TASK BRIEF - Reproduce the closing part of the entries exactly: the line with "car in the photo above." and all lines after it, ending with the last line, and nothing else.

EXTRACTED ENTRIES -
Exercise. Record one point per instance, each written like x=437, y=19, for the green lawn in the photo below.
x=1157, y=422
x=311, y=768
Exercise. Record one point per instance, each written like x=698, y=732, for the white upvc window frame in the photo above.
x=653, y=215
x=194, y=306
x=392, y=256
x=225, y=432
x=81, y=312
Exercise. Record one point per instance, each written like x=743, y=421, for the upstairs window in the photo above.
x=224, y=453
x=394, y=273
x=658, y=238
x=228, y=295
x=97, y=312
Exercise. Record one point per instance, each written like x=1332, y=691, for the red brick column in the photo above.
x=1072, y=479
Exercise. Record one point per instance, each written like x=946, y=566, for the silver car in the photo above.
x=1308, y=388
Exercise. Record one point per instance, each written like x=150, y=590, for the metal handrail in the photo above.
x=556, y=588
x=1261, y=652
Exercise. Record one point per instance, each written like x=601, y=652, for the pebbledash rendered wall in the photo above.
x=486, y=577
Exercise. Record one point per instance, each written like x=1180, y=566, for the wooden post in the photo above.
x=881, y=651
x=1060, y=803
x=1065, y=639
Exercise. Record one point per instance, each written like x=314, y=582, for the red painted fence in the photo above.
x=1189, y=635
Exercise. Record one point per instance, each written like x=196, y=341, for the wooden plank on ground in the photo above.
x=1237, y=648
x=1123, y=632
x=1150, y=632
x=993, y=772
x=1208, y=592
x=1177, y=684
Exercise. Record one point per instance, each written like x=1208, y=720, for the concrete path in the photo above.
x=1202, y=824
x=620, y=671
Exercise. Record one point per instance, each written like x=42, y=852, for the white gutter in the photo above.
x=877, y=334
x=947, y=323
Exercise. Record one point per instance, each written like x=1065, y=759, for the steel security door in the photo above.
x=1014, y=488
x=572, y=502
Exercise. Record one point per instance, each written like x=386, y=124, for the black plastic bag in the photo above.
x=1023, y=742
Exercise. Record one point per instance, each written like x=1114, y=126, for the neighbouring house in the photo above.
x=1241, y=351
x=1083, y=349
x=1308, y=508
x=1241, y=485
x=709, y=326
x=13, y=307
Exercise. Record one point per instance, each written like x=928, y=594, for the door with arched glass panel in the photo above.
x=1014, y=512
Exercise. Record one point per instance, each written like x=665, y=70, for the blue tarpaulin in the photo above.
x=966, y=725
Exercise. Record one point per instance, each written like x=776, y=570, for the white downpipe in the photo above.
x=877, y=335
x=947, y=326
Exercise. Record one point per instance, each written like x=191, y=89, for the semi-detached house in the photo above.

RESPONSE TO THIS TASK -
Exercise. Record one point per instance, each written like x=946, y=566, for the silver car in the photo above.
x=1308, y=388
Exercise. Record one point per instance, each written like x=150, y=590, for the metal handrail in the photo above.
x=556, y=588
x=1261, y=652
Exercise. Record one point per instance, each written like x=601, y=652, for the pebbledash rendered wall in the photo above.
x=486, y=577
Exercise. Record one point per instance, each written like x=1180, y=566, for the wooden post in the photo above.
x=881, y=651
x=1060, y=803
x=1065, y=639
Exercise. Record one point per instance, each written like x=314, y=582, for the red painted fence in the photo above.
x=1189, y=635
Exercise. Record one point per instance, each written like x=196, y=341, for the wooden plank on ground in the photo above.
x=1237, y=648
x=1123, y=632
x=1150, y=632
x=993, y=772
x=1208, y=592
x=1177, y=684
Exercise. Record one point per instance, each written like x=1208, y=720, for the concrete path in the photo above.
x=1202, y=824
x=620, y=671
Exercise. Record one point per instance, each written like x=42, y=852, for the white gutter in the photo above.
x=877, y=334
x=947, y=323
Exercise. Record one point per instance, each written like x=1065, y=759, for the steel security door in the photo above.
x=1014, y=488
x=572, y=502
Exercise. Record one point per instance, each written like x=386, y=124, for the black plastic bag in the photo above.
x=1023, y=742
Exercise. Record one point per instance, each written like x=1114, y=126, for the neighbouring house in the photo above.
x=1241, y=351
x=1083, y=349
x=1308, y=508
x=1241, y=485
x=709, y=326
x=13, y=307
Exercise. Record one point per instance, each written like x=928, y=594, for the door with arched glass panel in the photo above.
x=1014, y=512
Exercise. Record one point per instance, each written like x=665, y=70, for the blue tarpaulin in the photo above.
x=966, y=725
Exercise. Record one point per instance, each written like x=776, y=570, for the white downpipe in the photo above.
x=877, y=335
x=947, y=326
Exercise. Record one point per instance, each written like x=191, y=89, for the semi-detached house in the photo above.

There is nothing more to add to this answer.